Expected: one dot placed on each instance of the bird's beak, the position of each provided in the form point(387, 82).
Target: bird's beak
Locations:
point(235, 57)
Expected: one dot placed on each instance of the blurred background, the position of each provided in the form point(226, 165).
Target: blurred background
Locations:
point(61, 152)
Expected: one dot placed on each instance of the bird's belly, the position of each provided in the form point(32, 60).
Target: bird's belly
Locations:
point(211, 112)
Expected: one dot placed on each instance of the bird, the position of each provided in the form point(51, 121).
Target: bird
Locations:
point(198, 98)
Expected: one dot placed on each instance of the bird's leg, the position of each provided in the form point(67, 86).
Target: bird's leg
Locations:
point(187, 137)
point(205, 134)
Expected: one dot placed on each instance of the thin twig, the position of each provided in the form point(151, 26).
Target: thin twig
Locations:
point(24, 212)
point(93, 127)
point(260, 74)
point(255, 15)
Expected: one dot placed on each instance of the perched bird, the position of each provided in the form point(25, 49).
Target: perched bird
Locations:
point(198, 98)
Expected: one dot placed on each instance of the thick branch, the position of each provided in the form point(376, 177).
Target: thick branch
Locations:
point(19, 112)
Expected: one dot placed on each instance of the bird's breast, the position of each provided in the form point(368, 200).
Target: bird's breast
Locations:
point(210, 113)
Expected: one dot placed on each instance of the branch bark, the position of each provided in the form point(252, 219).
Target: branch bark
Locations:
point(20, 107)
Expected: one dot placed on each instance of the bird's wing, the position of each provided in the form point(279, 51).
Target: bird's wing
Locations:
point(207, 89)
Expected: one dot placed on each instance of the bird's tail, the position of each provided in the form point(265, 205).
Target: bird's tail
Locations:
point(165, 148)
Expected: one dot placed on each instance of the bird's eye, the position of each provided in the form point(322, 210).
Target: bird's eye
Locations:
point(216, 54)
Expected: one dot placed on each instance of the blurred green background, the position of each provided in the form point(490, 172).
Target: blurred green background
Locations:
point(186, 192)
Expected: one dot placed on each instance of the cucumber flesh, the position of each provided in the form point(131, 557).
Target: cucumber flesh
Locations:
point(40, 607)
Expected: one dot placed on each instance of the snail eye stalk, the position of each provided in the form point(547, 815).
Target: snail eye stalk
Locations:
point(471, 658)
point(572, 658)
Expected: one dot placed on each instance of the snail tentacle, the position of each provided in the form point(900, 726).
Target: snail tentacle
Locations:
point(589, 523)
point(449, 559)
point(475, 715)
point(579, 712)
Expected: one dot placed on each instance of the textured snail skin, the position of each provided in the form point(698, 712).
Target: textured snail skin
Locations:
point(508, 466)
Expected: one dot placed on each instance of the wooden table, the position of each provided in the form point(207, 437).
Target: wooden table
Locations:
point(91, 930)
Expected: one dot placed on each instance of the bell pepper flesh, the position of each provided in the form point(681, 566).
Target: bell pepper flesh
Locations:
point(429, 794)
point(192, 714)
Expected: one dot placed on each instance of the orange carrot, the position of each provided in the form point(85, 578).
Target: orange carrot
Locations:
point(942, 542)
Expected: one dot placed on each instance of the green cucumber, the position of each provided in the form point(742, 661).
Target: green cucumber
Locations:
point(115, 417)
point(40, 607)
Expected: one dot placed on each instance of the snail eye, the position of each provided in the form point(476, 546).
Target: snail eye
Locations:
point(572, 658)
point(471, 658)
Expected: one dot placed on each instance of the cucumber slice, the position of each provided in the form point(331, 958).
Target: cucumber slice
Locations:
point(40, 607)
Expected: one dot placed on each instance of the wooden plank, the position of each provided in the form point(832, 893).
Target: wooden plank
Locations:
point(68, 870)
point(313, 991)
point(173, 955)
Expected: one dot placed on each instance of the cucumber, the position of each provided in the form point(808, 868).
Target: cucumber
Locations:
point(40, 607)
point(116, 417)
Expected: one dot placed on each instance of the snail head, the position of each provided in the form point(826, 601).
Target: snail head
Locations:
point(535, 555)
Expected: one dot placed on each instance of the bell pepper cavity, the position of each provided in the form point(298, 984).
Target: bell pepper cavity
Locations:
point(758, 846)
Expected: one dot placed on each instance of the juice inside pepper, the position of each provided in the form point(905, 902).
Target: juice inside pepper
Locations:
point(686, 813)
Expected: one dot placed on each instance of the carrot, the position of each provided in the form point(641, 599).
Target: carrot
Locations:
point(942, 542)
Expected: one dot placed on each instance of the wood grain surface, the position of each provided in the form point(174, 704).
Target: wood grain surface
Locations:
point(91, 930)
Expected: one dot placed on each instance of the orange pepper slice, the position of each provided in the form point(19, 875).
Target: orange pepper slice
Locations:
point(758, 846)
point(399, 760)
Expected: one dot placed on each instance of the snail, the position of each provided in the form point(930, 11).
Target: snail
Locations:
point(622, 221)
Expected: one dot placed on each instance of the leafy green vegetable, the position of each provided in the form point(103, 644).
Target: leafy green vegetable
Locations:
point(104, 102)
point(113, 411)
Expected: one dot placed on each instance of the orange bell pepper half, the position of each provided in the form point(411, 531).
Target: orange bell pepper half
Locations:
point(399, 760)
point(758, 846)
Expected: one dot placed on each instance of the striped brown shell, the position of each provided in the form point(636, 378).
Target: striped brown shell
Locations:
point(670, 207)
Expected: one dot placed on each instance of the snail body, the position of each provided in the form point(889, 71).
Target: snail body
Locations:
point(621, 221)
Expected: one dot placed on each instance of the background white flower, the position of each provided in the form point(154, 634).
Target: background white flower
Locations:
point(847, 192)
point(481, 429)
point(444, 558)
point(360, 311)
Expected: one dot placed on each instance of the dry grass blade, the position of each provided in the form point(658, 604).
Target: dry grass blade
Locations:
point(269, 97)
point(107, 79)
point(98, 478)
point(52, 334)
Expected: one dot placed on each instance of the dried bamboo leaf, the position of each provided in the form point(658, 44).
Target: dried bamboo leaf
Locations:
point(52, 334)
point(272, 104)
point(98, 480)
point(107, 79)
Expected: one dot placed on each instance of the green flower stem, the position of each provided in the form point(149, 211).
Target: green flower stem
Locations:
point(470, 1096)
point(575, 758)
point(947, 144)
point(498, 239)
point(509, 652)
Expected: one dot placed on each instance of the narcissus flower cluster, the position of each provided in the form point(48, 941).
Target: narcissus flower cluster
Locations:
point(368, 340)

**The request**
Rescale the lines between the ones holding "Expected: one dot placed on each instance of the perched" and "point(210, 113)", inclusive, by writing them all out again, requests included, with each answer point's coordinates multiplied by 0.95 and rounded to whole numbers, halves up. Leave the sample points inside the requests as they are.

**Task result**
Expected: one dot placed on each instance of the perched bird, the position of each provided in the form point(25, 49).
Target: perched bird
Locations:
point(188, 93)
Expected: one dot placed on each instance of the thick branch, the position of each provided in the form point(376, 177).
Target: thick branch
Locations:
point(18, 106)
Expected: one dot placed on each instance of the bird's breast, the position of each provided in the form point(368, 200).
Target: bird's breast
Locations:
point(200, 107)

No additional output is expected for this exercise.